======== Excerpted text ========

Trauma Assessment Flashcards
What kinds of injuries are seen in trauma patients?
Blunt trauma (Falls/MVC)
Penetrating trauma (gunshot/stabbings)
Thermal trauma
Burn trauma
Blast trauma
What is the motor vehicle impact sequence?
- Vehicle collides with object
- Occupants continue to move in direction of travel until they collide with the interior of vehicle
- Internal structures collide within body cavity
What questions might you ask related to a motor vehicle collision trauma to better understand the mechanism of injury?
How fast was the car going?
What did they hit and how?
Were they ejected?
Where was the damage on the car?
Did the car rollover?
What were they driving? Size of vehicle, pedestrian
What are the steps involved in the initial assessment of a trauma event?
- Preparation/ triage
- Primary Survey (A,B,C,D,E,F)
- Reevaluation (transfer needed?)
- Secondary Survey
- Reevaluation and post resuscitation
What steps occur in the preparation/triage phase of caring for a trauma patient?
Notification of trauma patient/prepare the trauma room (decide roles for nursing team)
Donning personal protective equipment
Triage (MOI/Vital signs)
- Physical derangements
- Obvious or suspected injuries hemodynamically stable
- High energy transfer
What is CTAS?
Canadian Triage and Acuity Scale. Assess and determine severity of presenting problem.
What is level 1 in CTAS?
Resuscitation
What is level 2 in CTAS?
Emergent
What is level 3 in CTAS?
urgent
What is level 4 in CTAS?
Less urgent
What is level 5 in CTAS?
non-urgent
Within the CTAS, what levels will the majority of trauma patients be at?
At levels 1 &2
Time to see level 1 (resuscitation) patient?

========

_Assigned task A_. Rewrite the part of the trauma assessment flashcards that opens with the words "Blunt trauma (Falls/MVC)" and closes with "Were they ejected?", substituting "automobile" for "car" throughout.
_Assigned task B_. According to the trauma assessment flashcards, what does CTAS stand for?
_Assigned task C_. Summarize the trauma assessment flashcards in two sentences.

======== Data excerpts ========

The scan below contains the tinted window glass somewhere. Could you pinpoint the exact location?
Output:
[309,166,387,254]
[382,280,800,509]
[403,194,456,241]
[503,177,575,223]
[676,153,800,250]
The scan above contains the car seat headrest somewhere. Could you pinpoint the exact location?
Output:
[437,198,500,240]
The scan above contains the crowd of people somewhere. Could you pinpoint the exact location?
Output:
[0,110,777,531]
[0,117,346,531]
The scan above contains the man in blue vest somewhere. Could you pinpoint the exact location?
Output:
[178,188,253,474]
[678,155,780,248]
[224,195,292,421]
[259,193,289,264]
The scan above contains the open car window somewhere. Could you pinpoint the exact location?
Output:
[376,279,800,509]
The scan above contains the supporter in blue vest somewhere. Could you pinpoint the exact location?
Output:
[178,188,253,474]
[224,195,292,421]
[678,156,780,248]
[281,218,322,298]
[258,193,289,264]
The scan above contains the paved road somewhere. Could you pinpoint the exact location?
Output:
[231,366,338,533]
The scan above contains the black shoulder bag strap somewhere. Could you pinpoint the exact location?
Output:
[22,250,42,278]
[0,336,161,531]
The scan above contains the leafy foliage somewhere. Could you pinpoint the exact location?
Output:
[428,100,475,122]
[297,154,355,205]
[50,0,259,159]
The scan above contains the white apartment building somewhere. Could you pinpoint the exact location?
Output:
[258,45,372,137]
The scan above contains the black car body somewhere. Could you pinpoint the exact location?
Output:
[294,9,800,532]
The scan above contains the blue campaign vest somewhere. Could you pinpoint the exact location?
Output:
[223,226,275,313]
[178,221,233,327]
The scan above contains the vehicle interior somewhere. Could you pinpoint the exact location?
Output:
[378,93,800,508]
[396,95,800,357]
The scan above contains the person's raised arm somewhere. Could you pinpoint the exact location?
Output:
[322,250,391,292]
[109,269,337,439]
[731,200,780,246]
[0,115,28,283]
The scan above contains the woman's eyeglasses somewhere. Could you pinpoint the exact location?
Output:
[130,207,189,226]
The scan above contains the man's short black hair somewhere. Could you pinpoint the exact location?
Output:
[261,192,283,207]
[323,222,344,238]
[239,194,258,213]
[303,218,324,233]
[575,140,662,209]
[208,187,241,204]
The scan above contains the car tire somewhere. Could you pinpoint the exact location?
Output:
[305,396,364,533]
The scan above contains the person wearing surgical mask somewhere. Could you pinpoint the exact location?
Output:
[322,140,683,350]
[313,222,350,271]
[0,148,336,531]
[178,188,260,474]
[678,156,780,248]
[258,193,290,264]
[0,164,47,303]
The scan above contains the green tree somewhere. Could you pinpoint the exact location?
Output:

========

_Written solution A_.
Blunt trauma (Falls/MVC)
Penetrating trauma (gunshot/stabbings)
Thermal trauma
Burn trauma
Blast trauma
What is the motor vehicle impact sequence?
- Vehicle collides with object
- Occupants continue to move in direction of travel until they collide with the interior of vehicle
- Internal structures collide within body cavity
What questions might you ask related to a motor vehicle collision trauma to better understand the mechanism of injury?
How fast was the automobile going?
What did they hit and how?
Were they ejected?

_Written solution B_. Canadian Triage and Acuity Scale.

_Written solution C_. The trauma assessment flashcards list the kinds of injuries seen in trauma patients, describe the motor vehicle impact sequence, and give questions that help explain the mechanism of injury in a collision. They also outline the steps of the initial assessment of a trauma event and define the five levels of the Canadian Triage and Acuity Scale, noting that most trauma patients fall at levels 1 and 2.